>> start EXTRACT

(2014/01/31 9:56), Robert Haas wrote:
On Thu, Jan 30, 2014 at 5:05 PM, Tom Lane <t...@sss.pgh.pa.us> wrote:
Robert Haas <robertmh...@gmail.com> writes:
On Thu, Jan 30, 2014 at 11:04 AM, Tom Lane <t...@sss.pgh.pa.us> wrote:
I think this is totally misguided.  Who's to say that some weird FDW
might not pay attention to attstorage?  I could imagine a file-based
FDW using that to decide whether to compress columns, for instance.
Admittedly, the chances of that aren't large, but it's pretty hard
to argue that going out of our way to prevent it is a useful activity.

I think that's a pretty tenuous position.  There are already
FDW-specific options sufficient to let a particular FDW store whatever
kinds of options it likes; letting the user set options that were only
ever intended to be applied to tables just because we can seems sort
of dubious.  I'm tempted by the idea of continuing to disallow SET
STORAGE on an unvarnished foreign table, but allowing it on an
inheritance hierarchy that contains at least one real table, with the
semantics that we quietly ignore the foreign tables and apply the
operation to the plain tables.

>> end EXTRACT
>> start ENTRIES SUPPLIED

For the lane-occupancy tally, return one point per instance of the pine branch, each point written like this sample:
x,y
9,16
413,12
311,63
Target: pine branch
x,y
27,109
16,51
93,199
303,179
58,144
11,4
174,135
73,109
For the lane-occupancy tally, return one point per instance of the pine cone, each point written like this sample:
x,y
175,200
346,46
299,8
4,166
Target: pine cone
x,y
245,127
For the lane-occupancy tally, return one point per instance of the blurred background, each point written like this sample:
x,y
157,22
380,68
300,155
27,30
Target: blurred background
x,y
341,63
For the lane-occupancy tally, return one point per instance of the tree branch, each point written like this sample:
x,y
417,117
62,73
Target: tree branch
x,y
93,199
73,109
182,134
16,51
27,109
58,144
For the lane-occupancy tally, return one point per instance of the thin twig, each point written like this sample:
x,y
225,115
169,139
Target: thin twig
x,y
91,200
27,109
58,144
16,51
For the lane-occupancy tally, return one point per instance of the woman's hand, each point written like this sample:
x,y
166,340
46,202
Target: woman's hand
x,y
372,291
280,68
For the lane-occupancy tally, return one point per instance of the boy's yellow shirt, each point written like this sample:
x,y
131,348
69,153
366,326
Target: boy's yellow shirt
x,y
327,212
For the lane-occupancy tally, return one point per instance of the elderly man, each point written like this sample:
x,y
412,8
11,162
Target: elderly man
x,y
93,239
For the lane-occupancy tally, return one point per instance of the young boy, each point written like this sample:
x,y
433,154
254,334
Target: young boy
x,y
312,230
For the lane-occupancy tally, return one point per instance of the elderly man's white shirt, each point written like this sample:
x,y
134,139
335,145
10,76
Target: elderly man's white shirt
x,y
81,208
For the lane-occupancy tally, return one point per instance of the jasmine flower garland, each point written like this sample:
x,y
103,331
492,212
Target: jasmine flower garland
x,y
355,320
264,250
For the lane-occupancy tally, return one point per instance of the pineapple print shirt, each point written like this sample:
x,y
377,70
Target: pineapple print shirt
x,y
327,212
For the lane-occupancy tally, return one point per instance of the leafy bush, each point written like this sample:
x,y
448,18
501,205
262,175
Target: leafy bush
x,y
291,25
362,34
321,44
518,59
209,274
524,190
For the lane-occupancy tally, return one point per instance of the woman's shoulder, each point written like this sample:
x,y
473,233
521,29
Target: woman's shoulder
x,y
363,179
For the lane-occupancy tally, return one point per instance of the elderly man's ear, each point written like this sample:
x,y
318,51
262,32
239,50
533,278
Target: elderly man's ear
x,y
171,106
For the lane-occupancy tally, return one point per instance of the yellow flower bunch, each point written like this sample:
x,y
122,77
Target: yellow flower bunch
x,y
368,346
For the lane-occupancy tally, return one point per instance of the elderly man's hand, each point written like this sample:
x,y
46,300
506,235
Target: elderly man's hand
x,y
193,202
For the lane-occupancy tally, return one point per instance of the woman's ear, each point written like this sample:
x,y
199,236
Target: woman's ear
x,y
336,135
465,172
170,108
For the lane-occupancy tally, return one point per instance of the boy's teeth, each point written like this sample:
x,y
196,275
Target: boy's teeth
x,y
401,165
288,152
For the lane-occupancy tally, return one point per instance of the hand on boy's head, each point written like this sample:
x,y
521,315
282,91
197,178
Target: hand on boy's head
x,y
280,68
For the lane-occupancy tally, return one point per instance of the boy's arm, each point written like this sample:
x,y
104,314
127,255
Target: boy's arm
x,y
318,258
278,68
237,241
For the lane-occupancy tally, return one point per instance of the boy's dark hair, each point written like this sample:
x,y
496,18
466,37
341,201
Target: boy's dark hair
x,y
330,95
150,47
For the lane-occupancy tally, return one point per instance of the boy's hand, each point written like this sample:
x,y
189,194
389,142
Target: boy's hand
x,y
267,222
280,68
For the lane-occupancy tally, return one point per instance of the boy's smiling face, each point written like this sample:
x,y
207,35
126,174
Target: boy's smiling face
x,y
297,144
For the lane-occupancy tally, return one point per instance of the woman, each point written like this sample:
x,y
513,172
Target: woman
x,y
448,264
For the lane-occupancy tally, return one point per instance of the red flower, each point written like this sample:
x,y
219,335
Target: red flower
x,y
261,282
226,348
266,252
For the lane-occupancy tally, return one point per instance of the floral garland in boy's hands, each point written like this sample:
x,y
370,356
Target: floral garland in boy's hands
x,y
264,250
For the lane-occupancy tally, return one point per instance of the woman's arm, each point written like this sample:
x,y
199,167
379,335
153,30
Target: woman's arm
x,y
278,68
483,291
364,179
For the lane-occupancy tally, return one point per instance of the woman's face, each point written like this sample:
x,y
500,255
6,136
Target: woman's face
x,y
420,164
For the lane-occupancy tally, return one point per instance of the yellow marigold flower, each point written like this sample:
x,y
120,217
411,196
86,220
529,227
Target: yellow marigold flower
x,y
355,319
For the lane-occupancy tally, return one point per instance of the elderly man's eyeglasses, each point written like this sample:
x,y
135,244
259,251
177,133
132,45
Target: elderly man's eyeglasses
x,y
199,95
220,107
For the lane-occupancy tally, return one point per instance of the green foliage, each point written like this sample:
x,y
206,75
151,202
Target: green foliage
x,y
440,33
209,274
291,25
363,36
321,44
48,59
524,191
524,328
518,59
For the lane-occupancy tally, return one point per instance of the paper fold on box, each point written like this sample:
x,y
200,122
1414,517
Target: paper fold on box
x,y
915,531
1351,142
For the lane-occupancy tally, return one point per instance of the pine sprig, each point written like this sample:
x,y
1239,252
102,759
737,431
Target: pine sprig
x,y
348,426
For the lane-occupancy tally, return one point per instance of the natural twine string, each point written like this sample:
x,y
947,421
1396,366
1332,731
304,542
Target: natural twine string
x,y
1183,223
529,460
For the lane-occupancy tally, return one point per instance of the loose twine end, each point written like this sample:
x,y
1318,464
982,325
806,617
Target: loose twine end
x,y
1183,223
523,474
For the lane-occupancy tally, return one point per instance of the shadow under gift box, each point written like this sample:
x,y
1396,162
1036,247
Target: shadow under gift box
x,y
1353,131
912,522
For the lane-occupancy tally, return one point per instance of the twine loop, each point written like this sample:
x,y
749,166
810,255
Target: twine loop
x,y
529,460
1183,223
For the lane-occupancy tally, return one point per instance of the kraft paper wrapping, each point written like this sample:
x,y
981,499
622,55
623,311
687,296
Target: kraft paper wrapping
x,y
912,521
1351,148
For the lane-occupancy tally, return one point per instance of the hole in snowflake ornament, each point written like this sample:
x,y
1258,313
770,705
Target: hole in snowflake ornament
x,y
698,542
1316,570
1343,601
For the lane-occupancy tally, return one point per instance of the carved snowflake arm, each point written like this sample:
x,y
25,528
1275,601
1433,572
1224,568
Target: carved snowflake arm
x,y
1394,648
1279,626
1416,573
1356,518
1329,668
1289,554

>> end ENTRIES SUPPLIED

- **EXERCISE DIRECTIONS**:
In the email thread above about SET STORAGE on foreign tables, start at the words "(2014/01/31 9:56), Robert" and end after "columns, for instance.". Reproduce that stretch word for word.

- **OUTPUT BELOW**:
(2014/01/31 9:56), Robert Haas wrote:
On Thu, Jan 30, 2014 at 5:05 PM, Tom Lane <t...@sss.pgh.pa.us> wrote:
Robert Haas <robertmh...@gmail.com> writes:
On Thu, Jan 30, 2014 at 11:04 AM, Tom Lane <t...@sss.pgh.pa.us> wrote:
I think this is totally misguided.  Who's to say that some weird FDW
might not pay attention to attstorage?  I could imagine a file-based
FDW using that to decide whether to compress columns, for instance.